= EXERCISE MATERIALS =
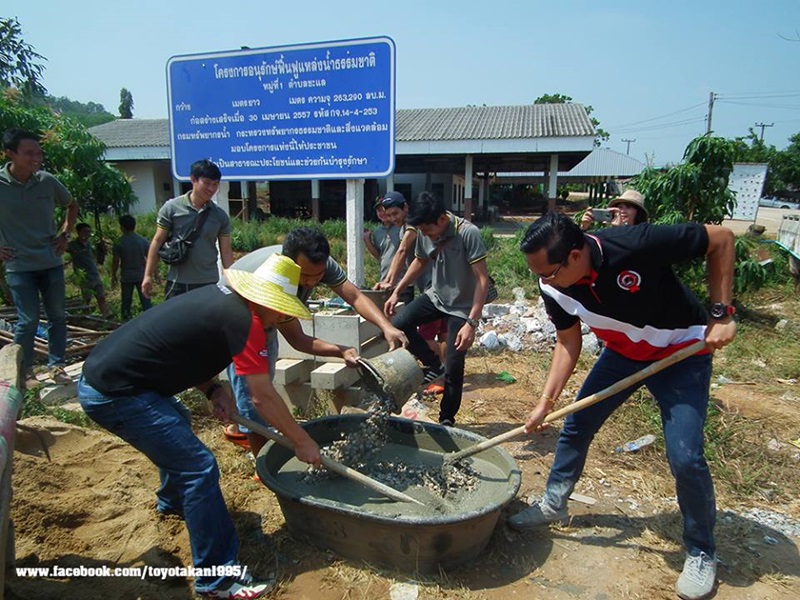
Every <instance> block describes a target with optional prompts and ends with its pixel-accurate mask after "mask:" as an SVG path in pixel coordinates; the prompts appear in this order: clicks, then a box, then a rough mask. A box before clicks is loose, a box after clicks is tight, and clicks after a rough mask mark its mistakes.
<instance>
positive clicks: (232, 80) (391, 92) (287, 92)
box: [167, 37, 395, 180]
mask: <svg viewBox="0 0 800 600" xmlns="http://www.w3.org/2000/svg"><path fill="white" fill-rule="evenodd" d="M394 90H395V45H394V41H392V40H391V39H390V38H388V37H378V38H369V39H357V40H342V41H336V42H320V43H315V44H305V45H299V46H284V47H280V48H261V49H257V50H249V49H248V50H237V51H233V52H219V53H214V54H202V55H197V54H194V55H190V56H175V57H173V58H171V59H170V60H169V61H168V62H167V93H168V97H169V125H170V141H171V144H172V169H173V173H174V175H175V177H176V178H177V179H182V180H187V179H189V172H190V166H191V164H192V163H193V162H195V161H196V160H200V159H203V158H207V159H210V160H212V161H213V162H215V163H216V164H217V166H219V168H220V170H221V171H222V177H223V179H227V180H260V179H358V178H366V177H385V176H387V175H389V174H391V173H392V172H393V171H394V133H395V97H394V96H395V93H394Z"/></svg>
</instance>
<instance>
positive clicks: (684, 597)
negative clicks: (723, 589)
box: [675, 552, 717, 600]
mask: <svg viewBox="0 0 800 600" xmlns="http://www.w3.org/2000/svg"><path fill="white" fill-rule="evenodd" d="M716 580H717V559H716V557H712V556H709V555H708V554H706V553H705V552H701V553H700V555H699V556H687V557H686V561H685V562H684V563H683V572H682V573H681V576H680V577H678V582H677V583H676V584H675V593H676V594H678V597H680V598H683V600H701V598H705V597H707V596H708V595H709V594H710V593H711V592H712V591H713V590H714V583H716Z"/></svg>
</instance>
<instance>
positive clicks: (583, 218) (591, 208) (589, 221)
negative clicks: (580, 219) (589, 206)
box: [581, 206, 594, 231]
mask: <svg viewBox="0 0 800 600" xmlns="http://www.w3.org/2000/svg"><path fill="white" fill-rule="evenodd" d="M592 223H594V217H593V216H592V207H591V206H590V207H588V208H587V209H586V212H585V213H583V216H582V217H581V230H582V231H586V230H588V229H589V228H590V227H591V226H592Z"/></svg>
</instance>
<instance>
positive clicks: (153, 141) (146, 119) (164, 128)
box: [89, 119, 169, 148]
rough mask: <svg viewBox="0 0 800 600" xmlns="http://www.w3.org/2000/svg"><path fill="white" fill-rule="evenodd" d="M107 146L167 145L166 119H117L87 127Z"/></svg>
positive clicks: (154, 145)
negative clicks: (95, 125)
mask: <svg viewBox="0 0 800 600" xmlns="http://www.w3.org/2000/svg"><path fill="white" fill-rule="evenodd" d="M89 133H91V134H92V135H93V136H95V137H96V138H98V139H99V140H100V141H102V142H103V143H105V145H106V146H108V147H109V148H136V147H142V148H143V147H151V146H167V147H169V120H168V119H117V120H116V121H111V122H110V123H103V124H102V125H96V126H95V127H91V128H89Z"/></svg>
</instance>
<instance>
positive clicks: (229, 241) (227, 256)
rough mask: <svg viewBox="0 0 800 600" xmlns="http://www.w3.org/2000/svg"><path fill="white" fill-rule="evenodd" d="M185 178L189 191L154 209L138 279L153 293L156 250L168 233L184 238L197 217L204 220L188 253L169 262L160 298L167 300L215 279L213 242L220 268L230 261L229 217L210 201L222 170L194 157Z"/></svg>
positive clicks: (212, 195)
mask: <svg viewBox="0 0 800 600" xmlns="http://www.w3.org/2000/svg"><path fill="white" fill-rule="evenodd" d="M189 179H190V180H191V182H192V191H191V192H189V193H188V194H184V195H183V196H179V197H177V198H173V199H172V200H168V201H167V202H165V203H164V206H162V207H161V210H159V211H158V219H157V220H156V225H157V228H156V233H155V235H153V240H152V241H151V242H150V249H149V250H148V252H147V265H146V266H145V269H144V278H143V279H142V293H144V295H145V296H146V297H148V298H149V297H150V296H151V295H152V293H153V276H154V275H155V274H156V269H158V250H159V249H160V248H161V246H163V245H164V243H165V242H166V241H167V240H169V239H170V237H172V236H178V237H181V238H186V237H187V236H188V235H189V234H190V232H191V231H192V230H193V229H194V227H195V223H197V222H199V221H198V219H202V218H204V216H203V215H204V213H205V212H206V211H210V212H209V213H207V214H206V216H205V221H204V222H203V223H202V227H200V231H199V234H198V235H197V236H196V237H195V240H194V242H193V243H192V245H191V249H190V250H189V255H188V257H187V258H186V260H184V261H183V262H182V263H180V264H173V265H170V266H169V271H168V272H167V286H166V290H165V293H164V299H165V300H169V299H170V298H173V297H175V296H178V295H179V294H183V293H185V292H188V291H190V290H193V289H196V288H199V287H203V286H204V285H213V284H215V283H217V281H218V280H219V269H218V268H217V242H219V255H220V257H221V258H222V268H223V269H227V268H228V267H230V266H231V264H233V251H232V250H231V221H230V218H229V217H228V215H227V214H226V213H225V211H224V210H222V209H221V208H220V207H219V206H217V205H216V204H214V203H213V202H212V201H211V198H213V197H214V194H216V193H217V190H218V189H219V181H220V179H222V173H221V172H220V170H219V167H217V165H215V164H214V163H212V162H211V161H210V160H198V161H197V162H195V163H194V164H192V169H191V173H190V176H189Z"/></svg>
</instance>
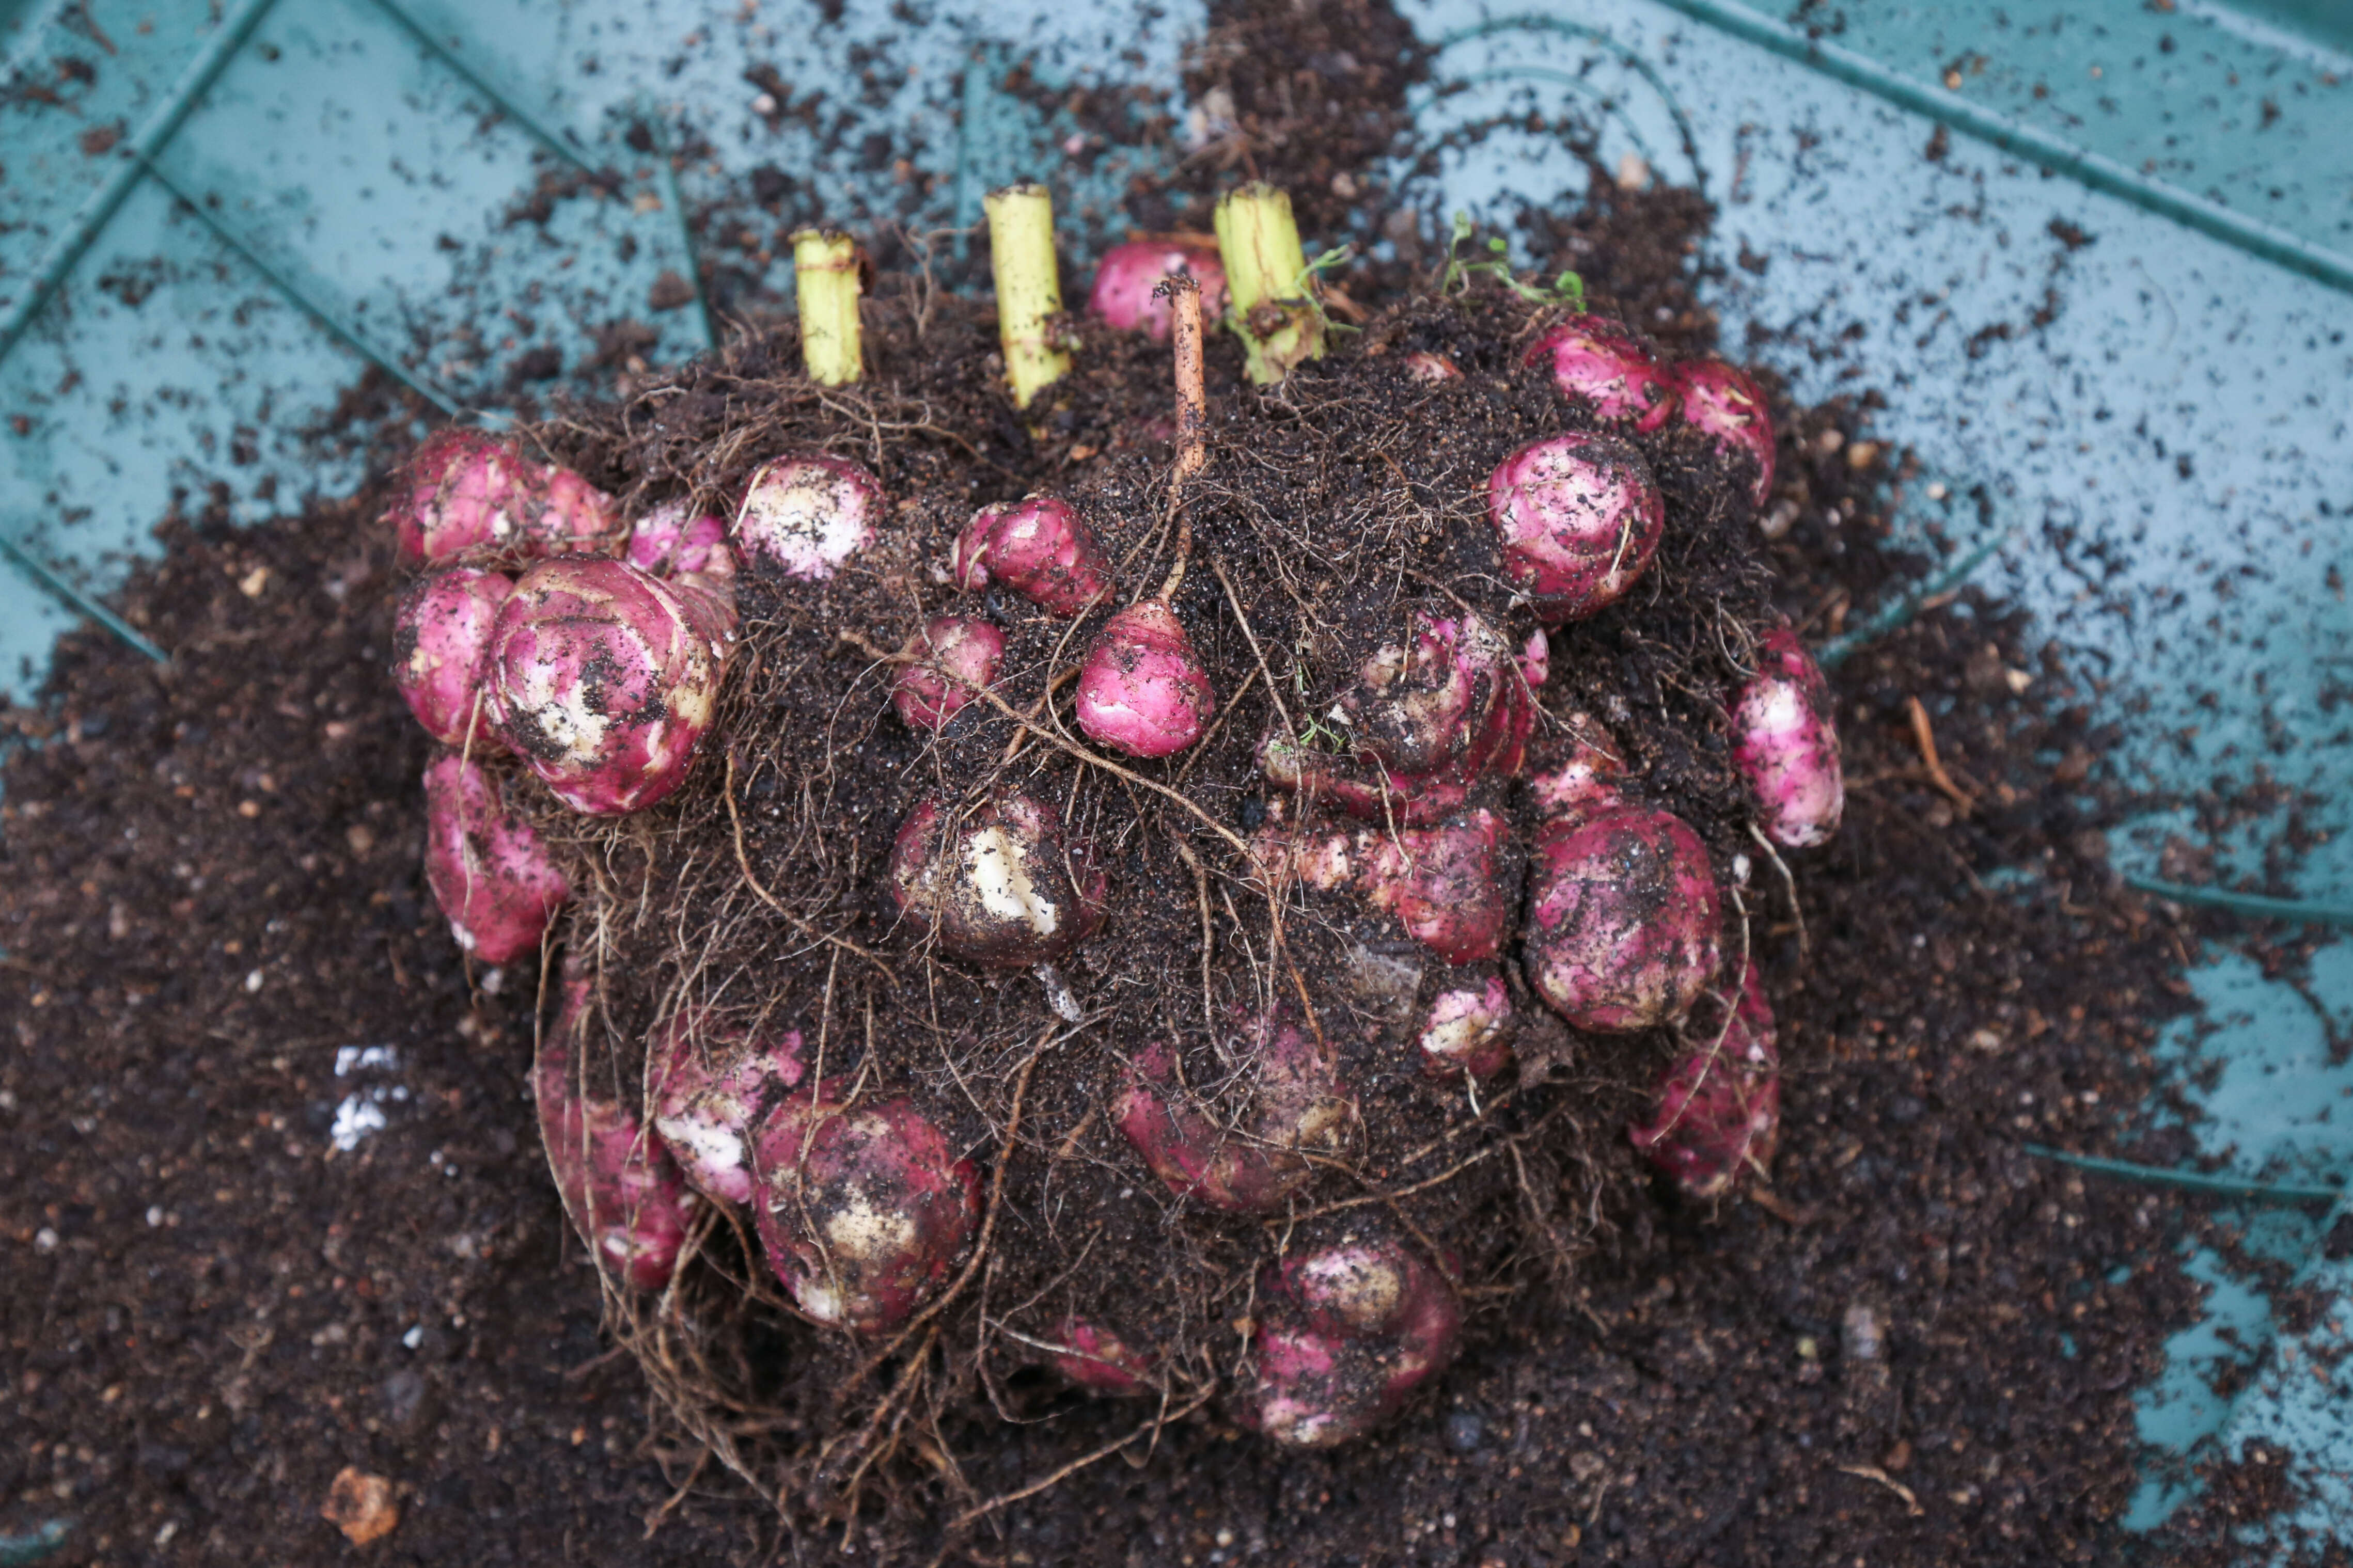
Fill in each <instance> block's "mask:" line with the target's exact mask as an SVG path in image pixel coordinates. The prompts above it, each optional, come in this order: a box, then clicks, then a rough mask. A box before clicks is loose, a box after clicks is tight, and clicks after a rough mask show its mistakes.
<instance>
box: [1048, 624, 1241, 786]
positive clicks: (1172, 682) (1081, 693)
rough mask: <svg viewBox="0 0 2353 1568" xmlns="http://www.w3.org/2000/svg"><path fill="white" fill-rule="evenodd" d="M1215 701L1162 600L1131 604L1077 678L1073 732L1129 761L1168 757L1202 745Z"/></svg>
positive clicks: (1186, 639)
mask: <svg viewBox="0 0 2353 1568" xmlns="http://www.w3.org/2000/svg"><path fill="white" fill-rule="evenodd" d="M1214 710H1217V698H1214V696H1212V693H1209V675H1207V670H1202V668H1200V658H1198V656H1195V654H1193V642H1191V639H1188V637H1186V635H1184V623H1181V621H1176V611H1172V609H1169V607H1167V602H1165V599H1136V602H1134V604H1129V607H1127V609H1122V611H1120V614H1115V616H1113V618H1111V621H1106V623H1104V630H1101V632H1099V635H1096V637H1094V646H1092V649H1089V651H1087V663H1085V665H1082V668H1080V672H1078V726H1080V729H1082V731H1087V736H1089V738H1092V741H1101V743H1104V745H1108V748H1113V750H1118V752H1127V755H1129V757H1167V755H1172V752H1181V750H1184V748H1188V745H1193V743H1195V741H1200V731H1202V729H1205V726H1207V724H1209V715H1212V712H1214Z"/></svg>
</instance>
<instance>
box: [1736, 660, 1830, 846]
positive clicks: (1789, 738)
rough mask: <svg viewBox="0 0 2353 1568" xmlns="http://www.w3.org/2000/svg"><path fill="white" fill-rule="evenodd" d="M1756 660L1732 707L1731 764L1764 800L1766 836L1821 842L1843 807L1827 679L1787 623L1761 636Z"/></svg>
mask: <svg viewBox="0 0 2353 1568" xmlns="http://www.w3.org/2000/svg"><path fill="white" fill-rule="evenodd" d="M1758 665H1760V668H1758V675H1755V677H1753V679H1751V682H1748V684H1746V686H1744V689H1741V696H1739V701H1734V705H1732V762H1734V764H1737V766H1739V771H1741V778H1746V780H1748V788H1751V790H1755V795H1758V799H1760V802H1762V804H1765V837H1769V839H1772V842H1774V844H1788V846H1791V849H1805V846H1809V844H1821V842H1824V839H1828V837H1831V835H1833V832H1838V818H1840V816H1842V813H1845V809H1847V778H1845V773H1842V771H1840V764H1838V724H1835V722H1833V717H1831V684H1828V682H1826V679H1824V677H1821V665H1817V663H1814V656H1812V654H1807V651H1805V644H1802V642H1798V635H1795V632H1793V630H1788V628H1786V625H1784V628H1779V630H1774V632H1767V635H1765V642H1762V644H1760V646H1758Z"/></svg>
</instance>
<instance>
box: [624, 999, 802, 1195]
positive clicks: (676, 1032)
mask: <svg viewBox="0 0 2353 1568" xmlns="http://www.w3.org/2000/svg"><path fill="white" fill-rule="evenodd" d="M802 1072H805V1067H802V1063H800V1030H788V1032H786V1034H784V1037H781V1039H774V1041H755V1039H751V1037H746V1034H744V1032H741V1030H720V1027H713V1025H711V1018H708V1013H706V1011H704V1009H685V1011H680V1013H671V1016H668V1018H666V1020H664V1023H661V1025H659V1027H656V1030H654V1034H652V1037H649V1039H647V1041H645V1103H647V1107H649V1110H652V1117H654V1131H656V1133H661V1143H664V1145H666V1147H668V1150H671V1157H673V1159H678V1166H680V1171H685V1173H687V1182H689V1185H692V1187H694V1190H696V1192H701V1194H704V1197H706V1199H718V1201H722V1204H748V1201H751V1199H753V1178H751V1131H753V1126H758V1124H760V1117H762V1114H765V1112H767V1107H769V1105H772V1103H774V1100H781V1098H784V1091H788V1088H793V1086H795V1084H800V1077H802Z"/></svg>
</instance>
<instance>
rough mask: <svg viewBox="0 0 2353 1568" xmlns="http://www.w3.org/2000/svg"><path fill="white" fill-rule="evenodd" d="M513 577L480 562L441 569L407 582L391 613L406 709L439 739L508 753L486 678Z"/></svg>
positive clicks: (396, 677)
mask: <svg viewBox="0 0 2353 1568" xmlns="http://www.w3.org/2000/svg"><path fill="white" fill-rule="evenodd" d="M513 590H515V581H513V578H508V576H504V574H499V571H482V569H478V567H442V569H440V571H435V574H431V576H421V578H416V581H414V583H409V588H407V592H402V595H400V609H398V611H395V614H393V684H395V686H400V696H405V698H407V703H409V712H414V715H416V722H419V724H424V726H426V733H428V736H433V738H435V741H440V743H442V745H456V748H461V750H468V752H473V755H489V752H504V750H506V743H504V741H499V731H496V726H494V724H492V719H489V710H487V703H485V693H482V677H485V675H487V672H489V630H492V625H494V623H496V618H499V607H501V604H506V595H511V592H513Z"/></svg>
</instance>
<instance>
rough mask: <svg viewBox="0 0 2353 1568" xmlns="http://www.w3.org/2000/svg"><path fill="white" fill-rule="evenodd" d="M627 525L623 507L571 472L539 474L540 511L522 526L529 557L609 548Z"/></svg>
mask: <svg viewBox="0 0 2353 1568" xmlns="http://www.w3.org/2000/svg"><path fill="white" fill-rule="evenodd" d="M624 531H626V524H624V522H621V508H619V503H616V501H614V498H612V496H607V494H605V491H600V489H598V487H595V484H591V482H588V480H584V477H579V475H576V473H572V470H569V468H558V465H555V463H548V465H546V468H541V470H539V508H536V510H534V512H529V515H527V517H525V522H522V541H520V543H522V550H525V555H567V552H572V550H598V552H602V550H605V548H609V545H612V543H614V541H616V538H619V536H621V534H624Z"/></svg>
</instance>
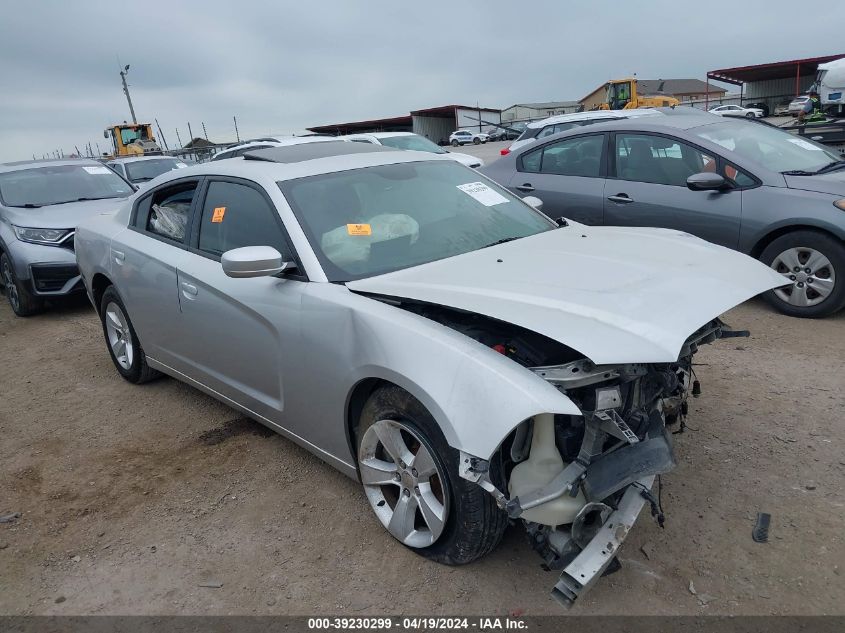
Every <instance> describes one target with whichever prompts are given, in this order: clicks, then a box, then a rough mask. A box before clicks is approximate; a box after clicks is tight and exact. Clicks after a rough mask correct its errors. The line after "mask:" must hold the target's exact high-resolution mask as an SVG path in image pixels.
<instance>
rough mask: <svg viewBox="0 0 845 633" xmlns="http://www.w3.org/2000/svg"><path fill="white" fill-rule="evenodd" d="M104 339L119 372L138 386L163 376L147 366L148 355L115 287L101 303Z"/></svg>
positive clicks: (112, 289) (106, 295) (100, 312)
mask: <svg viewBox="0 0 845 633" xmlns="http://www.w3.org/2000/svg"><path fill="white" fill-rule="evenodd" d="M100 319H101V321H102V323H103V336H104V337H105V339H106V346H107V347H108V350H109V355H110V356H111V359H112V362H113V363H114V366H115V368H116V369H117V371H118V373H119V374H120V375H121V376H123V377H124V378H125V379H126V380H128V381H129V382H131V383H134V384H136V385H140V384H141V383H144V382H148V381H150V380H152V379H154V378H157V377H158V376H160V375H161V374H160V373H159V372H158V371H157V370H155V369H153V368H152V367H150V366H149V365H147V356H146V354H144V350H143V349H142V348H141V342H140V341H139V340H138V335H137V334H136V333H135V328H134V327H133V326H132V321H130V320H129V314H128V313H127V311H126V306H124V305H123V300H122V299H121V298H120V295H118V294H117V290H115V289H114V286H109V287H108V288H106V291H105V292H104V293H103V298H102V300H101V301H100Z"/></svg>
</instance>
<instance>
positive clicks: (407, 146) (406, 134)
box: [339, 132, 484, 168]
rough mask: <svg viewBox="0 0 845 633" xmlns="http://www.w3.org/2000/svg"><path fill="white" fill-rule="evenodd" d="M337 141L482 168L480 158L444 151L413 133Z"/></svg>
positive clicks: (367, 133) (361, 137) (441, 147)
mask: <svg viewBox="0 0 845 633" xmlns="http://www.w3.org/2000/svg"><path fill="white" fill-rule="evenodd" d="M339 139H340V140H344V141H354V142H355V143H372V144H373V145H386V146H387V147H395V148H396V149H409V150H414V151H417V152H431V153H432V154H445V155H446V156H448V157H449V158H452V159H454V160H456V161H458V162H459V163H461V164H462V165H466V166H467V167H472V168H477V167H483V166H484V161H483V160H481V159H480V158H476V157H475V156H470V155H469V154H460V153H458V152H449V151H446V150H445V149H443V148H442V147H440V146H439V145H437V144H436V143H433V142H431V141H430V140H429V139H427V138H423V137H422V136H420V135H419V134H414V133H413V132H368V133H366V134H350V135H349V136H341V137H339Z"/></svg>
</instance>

= TASK STATEMENT =
Nothing should appear in the answer except the lines from the first line of the data through the line holding "negative clicks: (723, 589)", exactly as written, with pictures left out.

= WRITTEN REPLY =
Every <instance> block describes a target with optional prompts and ends with its pixel-accurate mask after "mask:" as an SVG path in pixel coordinates; the prompts appear in this order: clicks, then a box, then a rough mask. A box before clicks is loose, a box after clicks is tight, and clicks after a rough mask mark its mistakes.
<instance>
positive clicks: (232, 80) (391, 92) (287, 92)
box: [167, 37, 395, 180]
mask: <svg viewBox="0 0 800 600" xmlns="http://www.w3.org/2000/svg"><path fill="white" fill-rule="evenodd" d="M394 90H395V45H394V41H392V40H391V39H390V38H388V37H378V38H369V39H357V40H342V41H336V42H320V43H315V44H305V45H299V46H284V47H280V48H261V49H257V50H249V49H248V50H237V51H233V52H219V53H214V54H202V55H197V54H194V55H190V56H175V57H173V58H171V59H170V60H169V61H168V62H167V93H168V97H169V125H170V141H171V144H172V169H173V173H174V175H175V177H176V178H177V179H182V180H187V179H189V172H190V166H191V164H192V163H193V162H195V161H196V160H200V159H203V158H207V159H210V160H212V161H213V162H215V163H216V164H217V166H219V168H220V170H221V171H222V177H223V179H227V180H260V179H358V178H366V177H385V176H387V175H389V174H391V173H392V172H393V171H394V133H395V97H394V96H395V93H394Z"/></svg>
</instance>
<instance>
positive clicks: (684, 597)
negative clicks: (723, 589)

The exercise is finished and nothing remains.